## START Passage shown

Anyway, there are a few recent developments which make me feel somewhat
anxious, which I guess means they're good. Among them are Rust and seL4.

Rust, which I'm quite enthusiastic about when not in a hacking mindset, could
be one of a few languages that can get rid of the assumption that
fast/small/light tools have to be written in C or C++ and thus memory unsafe.
To name a particularly egregious case, it strikes me as ridiculous that
OpenBSD's ntpd feels the need to include a privilege separation feature,
despite being a low-thousands-of-lines implementation of a tiny protocol; I
mean, there are probably no vulnerabilities in that particular codebase
anyway, and given a danger, being paranoid is a good thing - but in the
context of the complexity of something like NTP, we have so many CPU cycles to
spare that programs simply should not be a typo away from magically turning
malformed input into arbitrary code execution. (To be fair, high-level
languages have their own vulnerability classes which might allow the same, but
at least you're not constantly teetering on the edge of the cliff. Well,
unless the language is bash :) And of course Rust is aimed at far more
performance critical scenarios - they aim to build a whole browser which is
competitive with existing ones performance-wise while being mostly safe code.

## END Passage shown

### Short exercise 1
Starting with the row that contains "car headlight accordingly in the photo above." and going on through the last of the rows, swap "keypoint" for "marker" and write those rows out again with everything else unchanged.

## START Task inputs

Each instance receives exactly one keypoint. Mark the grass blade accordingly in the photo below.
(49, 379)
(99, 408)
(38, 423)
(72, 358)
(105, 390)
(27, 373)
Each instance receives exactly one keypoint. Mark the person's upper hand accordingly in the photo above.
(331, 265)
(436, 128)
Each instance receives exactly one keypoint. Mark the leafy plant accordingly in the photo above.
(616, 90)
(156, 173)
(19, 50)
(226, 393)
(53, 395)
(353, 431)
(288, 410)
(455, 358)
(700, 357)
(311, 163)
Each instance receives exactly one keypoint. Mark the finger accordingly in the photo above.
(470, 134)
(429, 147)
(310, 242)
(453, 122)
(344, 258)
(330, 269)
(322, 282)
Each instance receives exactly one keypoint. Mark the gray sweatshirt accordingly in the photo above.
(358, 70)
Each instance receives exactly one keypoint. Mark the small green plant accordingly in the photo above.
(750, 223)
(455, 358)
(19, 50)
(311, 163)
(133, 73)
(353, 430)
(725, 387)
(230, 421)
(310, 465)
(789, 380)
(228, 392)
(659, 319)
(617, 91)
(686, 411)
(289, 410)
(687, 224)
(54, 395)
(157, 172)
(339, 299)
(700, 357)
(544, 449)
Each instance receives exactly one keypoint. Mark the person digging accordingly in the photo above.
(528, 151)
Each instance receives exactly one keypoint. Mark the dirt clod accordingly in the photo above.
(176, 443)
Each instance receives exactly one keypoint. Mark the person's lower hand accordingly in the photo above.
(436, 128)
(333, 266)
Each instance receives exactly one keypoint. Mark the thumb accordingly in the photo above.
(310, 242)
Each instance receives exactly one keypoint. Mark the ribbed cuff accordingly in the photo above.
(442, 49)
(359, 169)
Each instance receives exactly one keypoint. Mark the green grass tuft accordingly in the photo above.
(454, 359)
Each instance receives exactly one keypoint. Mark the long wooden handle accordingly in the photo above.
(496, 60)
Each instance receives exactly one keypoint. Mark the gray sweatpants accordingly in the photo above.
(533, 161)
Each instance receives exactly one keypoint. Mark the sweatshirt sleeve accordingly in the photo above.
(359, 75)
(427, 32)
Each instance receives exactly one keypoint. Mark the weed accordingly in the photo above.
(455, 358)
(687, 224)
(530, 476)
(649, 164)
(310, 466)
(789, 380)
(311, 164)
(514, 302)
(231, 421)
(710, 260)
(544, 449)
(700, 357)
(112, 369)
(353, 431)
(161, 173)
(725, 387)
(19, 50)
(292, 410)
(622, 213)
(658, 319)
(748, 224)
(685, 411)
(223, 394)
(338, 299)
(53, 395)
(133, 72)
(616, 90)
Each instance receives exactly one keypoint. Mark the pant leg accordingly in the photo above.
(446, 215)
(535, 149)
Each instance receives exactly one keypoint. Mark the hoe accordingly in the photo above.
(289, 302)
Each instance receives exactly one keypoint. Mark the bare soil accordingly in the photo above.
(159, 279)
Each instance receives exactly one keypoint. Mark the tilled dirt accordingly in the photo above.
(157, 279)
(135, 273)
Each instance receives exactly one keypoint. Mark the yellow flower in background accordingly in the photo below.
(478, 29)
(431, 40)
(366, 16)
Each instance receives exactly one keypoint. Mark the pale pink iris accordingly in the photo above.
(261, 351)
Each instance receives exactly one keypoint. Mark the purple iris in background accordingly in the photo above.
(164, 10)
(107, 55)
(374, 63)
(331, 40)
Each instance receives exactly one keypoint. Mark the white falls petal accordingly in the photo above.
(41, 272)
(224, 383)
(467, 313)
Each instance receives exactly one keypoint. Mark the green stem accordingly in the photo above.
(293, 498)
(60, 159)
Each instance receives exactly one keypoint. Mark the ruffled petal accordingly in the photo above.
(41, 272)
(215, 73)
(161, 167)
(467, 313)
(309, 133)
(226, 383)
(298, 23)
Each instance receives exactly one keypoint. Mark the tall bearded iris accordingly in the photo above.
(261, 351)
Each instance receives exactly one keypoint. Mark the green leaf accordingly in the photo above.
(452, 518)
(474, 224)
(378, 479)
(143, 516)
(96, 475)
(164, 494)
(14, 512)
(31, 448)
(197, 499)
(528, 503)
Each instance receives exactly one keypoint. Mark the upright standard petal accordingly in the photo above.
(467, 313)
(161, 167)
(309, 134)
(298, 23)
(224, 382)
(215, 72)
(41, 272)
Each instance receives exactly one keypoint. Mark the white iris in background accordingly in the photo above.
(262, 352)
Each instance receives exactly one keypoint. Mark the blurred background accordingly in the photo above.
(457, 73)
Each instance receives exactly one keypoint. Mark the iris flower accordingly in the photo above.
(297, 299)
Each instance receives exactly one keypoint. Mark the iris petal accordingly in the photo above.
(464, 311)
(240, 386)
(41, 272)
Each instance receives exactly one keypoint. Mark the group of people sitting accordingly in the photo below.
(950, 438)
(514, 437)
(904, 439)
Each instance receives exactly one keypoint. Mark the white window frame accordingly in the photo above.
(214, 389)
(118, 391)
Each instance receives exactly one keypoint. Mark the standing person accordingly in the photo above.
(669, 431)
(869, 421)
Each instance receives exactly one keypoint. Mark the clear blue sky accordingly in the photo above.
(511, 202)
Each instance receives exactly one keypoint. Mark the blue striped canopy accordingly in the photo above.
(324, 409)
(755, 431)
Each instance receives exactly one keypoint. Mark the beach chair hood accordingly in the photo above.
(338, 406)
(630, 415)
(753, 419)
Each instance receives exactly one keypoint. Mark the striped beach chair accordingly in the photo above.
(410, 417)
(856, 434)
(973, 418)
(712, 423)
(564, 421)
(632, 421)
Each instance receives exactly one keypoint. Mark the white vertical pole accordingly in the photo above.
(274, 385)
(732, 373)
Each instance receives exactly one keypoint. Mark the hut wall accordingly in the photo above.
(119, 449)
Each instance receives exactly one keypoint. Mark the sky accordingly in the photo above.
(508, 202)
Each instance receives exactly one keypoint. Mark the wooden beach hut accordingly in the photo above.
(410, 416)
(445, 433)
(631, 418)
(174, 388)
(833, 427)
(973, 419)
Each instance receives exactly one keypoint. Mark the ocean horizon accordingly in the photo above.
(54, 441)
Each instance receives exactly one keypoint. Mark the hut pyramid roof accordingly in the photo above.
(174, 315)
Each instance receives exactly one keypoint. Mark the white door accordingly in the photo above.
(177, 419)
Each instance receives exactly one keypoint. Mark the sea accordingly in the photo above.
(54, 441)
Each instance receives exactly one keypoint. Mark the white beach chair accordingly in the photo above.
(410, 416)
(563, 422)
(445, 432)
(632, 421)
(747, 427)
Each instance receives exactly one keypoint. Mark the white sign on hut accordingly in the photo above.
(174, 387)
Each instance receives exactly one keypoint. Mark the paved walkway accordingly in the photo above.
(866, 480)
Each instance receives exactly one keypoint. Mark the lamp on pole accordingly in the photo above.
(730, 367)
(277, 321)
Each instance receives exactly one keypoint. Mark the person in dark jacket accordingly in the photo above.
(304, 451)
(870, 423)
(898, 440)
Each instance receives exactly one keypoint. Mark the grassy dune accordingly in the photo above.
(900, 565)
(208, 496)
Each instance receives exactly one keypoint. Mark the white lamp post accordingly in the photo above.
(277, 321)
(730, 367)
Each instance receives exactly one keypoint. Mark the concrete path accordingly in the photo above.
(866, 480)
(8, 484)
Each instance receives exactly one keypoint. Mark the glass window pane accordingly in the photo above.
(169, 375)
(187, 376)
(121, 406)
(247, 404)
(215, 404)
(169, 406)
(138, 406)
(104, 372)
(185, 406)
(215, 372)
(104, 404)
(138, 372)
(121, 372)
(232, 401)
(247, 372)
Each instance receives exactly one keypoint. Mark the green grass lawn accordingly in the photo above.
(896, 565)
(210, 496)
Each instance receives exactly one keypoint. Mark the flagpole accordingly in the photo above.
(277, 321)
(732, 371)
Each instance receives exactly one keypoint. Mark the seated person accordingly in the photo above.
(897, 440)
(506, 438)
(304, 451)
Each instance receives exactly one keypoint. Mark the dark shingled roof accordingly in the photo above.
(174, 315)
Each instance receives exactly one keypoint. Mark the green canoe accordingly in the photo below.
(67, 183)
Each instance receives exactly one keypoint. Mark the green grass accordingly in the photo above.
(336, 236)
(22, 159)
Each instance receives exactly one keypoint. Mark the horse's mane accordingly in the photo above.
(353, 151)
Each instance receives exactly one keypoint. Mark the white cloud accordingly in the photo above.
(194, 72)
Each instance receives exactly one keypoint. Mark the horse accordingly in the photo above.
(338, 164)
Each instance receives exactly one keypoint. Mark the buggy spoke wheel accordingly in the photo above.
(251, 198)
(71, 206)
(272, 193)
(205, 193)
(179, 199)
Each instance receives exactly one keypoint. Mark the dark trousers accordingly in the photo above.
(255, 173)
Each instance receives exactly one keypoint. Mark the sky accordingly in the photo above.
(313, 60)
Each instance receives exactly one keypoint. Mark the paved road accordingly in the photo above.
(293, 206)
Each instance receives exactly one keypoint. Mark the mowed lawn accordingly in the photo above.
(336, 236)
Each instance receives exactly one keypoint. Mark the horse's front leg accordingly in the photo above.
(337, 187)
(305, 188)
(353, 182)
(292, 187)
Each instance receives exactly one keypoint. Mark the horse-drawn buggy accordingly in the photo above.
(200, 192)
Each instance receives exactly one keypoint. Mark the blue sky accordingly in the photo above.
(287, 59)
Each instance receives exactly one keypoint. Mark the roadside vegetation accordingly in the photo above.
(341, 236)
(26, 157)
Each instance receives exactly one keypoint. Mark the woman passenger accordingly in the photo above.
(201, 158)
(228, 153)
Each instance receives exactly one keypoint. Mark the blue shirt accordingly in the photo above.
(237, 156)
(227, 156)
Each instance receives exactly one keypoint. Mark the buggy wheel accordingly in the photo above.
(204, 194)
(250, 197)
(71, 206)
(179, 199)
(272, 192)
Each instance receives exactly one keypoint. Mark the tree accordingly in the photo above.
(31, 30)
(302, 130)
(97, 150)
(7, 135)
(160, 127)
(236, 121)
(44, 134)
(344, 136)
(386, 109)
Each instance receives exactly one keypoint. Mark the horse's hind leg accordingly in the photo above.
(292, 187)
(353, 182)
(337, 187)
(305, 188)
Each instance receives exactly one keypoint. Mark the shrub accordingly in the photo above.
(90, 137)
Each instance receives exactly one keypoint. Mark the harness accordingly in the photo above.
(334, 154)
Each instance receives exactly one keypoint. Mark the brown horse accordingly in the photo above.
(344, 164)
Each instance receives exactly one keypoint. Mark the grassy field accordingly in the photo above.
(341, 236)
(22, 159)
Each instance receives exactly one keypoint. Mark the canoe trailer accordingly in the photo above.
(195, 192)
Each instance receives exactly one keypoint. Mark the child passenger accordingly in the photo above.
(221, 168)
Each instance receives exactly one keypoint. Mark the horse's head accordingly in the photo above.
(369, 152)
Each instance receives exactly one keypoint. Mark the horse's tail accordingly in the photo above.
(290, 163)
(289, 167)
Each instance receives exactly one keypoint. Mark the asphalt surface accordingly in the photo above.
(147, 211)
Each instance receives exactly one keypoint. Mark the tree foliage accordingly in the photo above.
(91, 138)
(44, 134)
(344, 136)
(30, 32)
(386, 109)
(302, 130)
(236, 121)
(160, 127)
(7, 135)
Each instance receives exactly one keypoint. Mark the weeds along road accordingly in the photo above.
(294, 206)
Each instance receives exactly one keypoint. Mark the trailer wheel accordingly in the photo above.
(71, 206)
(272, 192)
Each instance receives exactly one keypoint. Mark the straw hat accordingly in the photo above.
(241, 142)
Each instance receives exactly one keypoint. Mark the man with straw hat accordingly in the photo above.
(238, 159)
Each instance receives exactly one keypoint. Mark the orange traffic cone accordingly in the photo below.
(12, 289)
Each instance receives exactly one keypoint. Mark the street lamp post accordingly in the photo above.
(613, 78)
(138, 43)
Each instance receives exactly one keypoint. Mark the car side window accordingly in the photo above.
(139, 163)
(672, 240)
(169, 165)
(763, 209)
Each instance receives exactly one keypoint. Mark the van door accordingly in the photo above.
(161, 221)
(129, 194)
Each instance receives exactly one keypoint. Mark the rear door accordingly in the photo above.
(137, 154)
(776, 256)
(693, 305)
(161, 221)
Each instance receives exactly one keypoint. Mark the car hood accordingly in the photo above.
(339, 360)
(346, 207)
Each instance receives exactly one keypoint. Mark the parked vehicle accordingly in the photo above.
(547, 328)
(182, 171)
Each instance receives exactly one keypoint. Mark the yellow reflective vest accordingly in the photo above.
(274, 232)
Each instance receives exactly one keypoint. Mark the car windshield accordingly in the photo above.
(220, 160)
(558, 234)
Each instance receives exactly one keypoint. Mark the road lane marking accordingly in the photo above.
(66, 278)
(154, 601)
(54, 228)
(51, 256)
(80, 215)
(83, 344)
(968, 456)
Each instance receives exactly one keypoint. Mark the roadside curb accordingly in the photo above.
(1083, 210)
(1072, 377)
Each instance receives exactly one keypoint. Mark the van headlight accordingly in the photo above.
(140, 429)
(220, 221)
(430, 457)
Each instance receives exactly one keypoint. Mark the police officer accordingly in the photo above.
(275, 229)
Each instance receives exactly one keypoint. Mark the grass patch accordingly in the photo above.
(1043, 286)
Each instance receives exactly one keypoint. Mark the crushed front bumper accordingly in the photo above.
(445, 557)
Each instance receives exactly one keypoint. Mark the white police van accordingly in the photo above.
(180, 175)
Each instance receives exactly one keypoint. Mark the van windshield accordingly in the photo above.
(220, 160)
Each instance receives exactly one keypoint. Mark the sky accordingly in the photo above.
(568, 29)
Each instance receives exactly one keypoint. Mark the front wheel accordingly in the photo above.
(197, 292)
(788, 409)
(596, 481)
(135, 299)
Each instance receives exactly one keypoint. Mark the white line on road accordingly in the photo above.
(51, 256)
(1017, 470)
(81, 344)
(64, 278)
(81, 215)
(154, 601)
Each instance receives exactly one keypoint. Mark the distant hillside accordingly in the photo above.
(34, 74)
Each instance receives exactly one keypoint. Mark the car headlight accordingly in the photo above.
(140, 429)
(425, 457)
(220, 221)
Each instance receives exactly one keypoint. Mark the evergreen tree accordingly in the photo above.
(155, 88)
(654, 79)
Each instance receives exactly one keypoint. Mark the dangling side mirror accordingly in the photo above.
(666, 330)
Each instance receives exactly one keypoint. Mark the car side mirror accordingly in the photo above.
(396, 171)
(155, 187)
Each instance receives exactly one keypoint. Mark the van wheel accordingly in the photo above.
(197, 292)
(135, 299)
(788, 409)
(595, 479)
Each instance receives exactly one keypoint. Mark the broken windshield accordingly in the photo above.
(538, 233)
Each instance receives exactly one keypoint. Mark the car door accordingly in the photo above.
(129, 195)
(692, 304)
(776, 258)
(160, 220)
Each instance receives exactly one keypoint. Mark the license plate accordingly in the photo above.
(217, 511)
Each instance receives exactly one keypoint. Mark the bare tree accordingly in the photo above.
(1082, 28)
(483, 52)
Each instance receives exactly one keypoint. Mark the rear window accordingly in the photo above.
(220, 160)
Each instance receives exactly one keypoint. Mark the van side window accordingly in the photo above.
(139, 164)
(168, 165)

## END Task inputs

### Short exercise 2
Copy word for word the part of the passage on Rust and seL4 starting with "Anyway, there are" and going on through "thus memory unsafe.".

### Written reply 1
Each instance receives exactly one marker. Mark the car headlight accordingly in the photo above.
(140, 429)
(425, 457)
(220, 221)
Each instance receives exactly one marker. Mark the evergreen tree accordingly in the photo above.
(155, 88)
(654, 79)
Each instance receives exactly one marker. Mark the dangling side mirror accordingly in the photo above.
(666, 330)
Each instance receives exactly one marker. Mark the car side mirror accordingly in the photo above.
(396, 171)
(155, 187)
Each instance receives exactly one marker. Mark the van wheel accordingly in the photo above.
(197, 292)
(135, 299)
(788, 409)
(595, 479)
Each instance receives exactly one marker. Mark the broken windshield accordingly in the photo above.
(538, 233)
Each instance receives exactly one marker. Mark the car door accordingly in the photo above.
(129, 195)
(692, 304)
(776, 258)
(160, 220)
Each instance receives exactly one marker. Mark the license plate accordingly in the photo above.
(217, 511)
Each instance receives exactly one marker. Mark the bare tree accordingly in the photo above.
(1082, 28)
(483, 52)
Each instance receives exactly one marker. Mark the rear window accordingly in the photo above.
(220, 160)
Each instance receives exactly one marker. Mark the van side window accordingly in the photo above.
(139, 164)
(168, 165)

### Written reply 2
Anyway, there are a few recent developments which make me feel somewhat
anxious, which I guess means they're good. Among them are Rust and seL4.

Rust, which I'm quite enthusiastic about when not in a hacking mindset, could
be one of a few languages that can get rid of the assumption that
fast/small/light tools have to be written in C or C++ and thus memory unsafe.